## Exercise task
Copy the passage from the Outlaw of Gor synopsis word for word, starting at "Lara desires the" and ending at "to easily triumph.".

Outlaw of Gor (also known as Gor II) is a 1988 adventure fantasy science fiction film directed by John "Bud" Cardos. A sequel to Gor, it is loosely based on the Gor novel series by John Norman, but has strong plot and qualitative differences from the original 1967 book Outlaw of Gor.

Synopsis
While drinking alone one night, reminiscing of his previous adventures on the planet Gor, Professor Tarl Cabot comes across Watney Smith, a fellow professor with a keen interest in women, yet little success in pursuing them. Watney insists on accompanying Cabot to his next drinking spot, and Cabot's ring activates during the car journey transporting both him and Watney to Gor. The Elder initiates the teleportation from Gor using a rose quartz (the Home Stone) because of suspicions that Xeno, the Priest, has eyes for the throne. Cabot is overjoyed at the thought of being reunited with his lover Talena, and the townspeople of Koruba are similarly overjoyed at Cabot's return. After fending off a brief attack by slavers, Cabot meets Talena, and also discovers that her father, King Marlenus, is now married to an ambitious woman named Lara. At a feast that night, Marlenus announces that he will soon step down from the throne, and names Cabot to succeed him.

Lara desires the throne herself, and gets the high priest Xenos to agree to help assassinate Marlenus. She then recruits the easily persuaded Watney to provide her with an alibi, and proceeds to kill Marlenus, framing Cabot for the murder. While Cabot protests his innocence, and Talena believes him, the guards capture her, and Cabot is forced to flee along with his diminutive sidekick, Hup. Recognising the danger that Cabot represents, Lara and Xenos hire a "Hunter" to pursue and capture him. In the meantime, Lara betrays Watney and has him thrown in the dungeon, and attempts to have Talena killed by putting her in a fight with two female gladiators, only for Talena to easily triumph.

In the desert, Cabot and Hup encounter another band of slavers, and rescue a female slave after attacking their encampment. That night, the Hunter finds Cabot, Hup, and the freed slave, and captures them while they sleep. Upon being brought back to Koruba, the three are thrown into the dungeon by Lara, despite Xenos's attempts to persuade her that even being held hostage, Cabot is too dangerous to be left alive. Xenos attempts to persuade Cabot to return to Earth, and Lara tries seducing him, but both attempts are unsuccessful, as Cabot is now determined to bring them to justice over Marlenus's death. The alliance between Lara and Xenos breaks down, with the former becoming frustrated at Xenos's lack of loyalty, and the latter realising just how disastrous it would be for Lara to rule Koruba, which leads to the two double-crossing and attempting to kill each other, though Lara's attempt ends up being the successful one.

## Data extract

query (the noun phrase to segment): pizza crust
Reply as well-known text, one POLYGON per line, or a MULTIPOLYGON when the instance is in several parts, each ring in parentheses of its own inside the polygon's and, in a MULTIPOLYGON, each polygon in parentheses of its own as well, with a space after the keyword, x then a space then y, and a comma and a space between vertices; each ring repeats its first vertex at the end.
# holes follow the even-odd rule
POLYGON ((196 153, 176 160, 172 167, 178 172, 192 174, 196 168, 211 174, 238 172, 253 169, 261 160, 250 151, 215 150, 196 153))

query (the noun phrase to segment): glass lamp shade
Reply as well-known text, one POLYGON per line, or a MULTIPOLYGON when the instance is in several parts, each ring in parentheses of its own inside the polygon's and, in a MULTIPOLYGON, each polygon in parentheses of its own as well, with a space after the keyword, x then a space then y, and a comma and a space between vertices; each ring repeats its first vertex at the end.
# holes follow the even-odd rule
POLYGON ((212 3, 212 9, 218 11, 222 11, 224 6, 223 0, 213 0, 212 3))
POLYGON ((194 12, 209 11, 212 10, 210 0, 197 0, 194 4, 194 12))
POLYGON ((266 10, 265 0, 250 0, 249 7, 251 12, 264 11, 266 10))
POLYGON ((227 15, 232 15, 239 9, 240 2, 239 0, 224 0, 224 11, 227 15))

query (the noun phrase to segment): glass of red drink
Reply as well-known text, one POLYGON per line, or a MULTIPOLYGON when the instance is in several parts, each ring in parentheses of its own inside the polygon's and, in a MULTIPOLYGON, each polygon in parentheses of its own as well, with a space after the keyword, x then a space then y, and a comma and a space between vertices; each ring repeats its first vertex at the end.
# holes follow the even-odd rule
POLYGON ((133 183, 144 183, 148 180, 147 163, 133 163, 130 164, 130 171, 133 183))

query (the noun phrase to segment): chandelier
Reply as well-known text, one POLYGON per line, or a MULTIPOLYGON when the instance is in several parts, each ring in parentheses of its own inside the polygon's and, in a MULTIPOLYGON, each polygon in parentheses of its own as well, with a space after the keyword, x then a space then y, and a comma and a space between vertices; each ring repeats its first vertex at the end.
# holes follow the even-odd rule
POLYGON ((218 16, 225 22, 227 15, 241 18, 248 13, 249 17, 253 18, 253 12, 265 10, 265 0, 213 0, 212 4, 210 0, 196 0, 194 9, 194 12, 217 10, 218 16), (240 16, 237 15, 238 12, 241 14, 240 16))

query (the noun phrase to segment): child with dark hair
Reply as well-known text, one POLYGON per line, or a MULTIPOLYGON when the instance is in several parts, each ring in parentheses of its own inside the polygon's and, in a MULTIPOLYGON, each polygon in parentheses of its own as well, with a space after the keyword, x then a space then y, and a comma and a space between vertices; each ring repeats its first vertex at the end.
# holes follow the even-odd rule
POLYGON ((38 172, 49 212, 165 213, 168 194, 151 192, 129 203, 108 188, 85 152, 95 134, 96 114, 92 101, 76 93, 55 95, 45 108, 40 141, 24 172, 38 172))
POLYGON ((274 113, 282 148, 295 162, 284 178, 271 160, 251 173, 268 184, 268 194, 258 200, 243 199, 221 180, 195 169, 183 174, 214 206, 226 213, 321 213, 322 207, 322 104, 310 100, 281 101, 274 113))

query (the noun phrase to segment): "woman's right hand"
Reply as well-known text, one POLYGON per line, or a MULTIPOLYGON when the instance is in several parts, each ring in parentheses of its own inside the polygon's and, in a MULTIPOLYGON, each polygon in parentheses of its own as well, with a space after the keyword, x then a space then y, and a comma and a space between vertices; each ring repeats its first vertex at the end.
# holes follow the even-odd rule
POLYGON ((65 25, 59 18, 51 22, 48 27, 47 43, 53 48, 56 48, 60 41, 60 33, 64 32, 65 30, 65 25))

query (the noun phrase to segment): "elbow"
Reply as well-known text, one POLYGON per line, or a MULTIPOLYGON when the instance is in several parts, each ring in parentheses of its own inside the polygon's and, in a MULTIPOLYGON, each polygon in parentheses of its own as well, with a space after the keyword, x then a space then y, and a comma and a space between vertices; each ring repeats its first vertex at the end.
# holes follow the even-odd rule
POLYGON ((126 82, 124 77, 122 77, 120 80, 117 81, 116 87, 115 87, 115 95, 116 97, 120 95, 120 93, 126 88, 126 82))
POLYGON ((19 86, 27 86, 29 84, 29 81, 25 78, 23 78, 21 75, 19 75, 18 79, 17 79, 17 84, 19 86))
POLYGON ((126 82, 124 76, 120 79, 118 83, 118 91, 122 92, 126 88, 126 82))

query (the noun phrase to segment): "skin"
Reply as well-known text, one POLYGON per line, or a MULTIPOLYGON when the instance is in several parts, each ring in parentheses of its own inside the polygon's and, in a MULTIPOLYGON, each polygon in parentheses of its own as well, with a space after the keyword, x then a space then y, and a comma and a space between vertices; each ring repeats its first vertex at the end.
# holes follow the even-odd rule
--
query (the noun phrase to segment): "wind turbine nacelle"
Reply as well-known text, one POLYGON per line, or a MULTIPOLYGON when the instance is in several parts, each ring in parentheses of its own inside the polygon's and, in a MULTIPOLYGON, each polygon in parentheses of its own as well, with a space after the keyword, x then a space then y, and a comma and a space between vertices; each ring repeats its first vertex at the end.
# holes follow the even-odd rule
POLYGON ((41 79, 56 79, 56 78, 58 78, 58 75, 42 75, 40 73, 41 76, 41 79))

## Exercise result
Lara desires the throne herself, and gets the high priest Xenos to agree to help assassinate Marlenus. She then recruits the easily persuaded Watney to provide her with an alibi, and proceeds to kill Marlenus, framing Cabot for the murder. While Cabot protests his innocence, and Talena believes him, the guards capture her, and Cabot is forced to flee along with his diminutive sidekick, Hup. Recognising the danger that Cabot represents, Lara and Xenos hire a "Hunter" to pursue and capture him. In the meantime, Lara betrays Watney and has him thrown in the dungeon, and attempts to have Talena killed by putting her in a fight with two female gladiators, only for Talena to easily triumph.